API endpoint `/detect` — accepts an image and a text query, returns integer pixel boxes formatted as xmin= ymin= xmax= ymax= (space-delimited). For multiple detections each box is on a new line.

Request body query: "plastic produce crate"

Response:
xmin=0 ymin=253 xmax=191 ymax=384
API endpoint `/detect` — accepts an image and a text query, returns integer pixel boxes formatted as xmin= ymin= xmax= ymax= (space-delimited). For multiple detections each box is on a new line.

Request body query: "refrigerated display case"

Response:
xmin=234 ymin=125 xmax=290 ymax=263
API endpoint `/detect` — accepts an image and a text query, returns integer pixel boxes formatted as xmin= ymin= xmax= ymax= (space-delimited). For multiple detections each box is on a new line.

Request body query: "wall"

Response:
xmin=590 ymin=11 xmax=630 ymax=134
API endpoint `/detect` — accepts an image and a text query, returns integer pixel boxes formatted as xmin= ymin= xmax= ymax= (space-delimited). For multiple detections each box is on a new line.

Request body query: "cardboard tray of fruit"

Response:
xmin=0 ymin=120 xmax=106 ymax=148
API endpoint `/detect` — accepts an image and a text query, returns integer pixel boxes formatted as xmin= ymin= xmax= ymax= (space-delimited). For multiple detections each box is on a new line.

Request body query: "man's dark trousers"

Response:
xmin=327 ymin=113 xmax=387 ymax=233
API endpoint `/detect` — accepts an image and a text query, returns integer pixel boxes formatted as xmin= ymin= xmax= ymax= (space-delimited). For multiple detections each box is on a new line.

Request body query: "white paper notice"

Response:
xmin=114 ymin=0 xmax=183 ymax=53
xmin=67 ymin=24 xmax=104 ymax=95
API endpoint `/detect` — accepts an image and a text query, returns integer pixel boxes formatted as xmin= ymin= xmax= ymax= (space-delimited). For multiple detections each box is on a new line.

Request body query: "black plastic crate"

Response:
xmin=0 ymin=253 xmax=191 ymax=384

* * *

The answer must consist of all the entries, copied exactly.

## Written answer
API endpoint `/detect` — accepts an image and a text query, returns integer pixel boxes formatted as xmin= ymin= xmax= ymax= (space-delimited). For multiple detections each box is on a new line.

Request body query: "plastic produce crate"

Response:
xmin=0 ymin=253 xmax=191 ymax=384
API endpoint `/detect` — accepts an image and a text query, returns integer pixel boxes formatted as xmin= ymin= xmax= ymax= (space-delimited). For multiple detections each box is on a new line.

Request body query: "refrigerated display case"

Response:
xmin=234 ymin=125 xmax=290 ymax=263
API endpoint `/detect` — accepts an image and a text query, returns integer pixel boxes formatted as xmin= ymin= xmax= ymax= (space-delimited). For multiple detections each box is on a new line.

Request body query: "wall"

Response:
xmin=590 ymin=11 xmax=630 ymax=134
API endpoint `/detect` — accepts an image and a text query, returns integer pixel boxes formatted as xmin= ymin= xmax= ymax= (space-delimited). For multiple detections each box is on a new line.

Request body query: "cardboard tray of fruit"

Response:
xmin=0 ymin=120 xmax=106 ymax=148
API endpoint `/detect` — accepts an image and a text query, returns integer pixel boxes formatted as xmin= ymin= xmax= ymax= (space-delimited). For multiple detections each box is on a new line.

Request body query: "man's dark trousers"

Response:
xmin=327 ymin=113 xmax=387 ymax=233
API endpoint `/detect` — accepts an image and a text query, returns integer pixel boxes formatted as xmin= ymin= xmax= ymax= (space-delimited). For multiple detections each box is on a new line.

Request body query: "white paper notice"

Response:
xmin=114 ymin=0 xmax=183 ymax=53
xmin=67 ymin=24 xmax=104 ymax=95
API endpoint `/detect` — accepts an image and a text query, returns integer pixel boxes formatted as xmin= ymin= xmax= ymax= (space-delimited). For multiple detections each box is on a new line.

Request body query: "black plastic crate"

Response:
xmin=0 ymin=253 xmax=191 ymax=384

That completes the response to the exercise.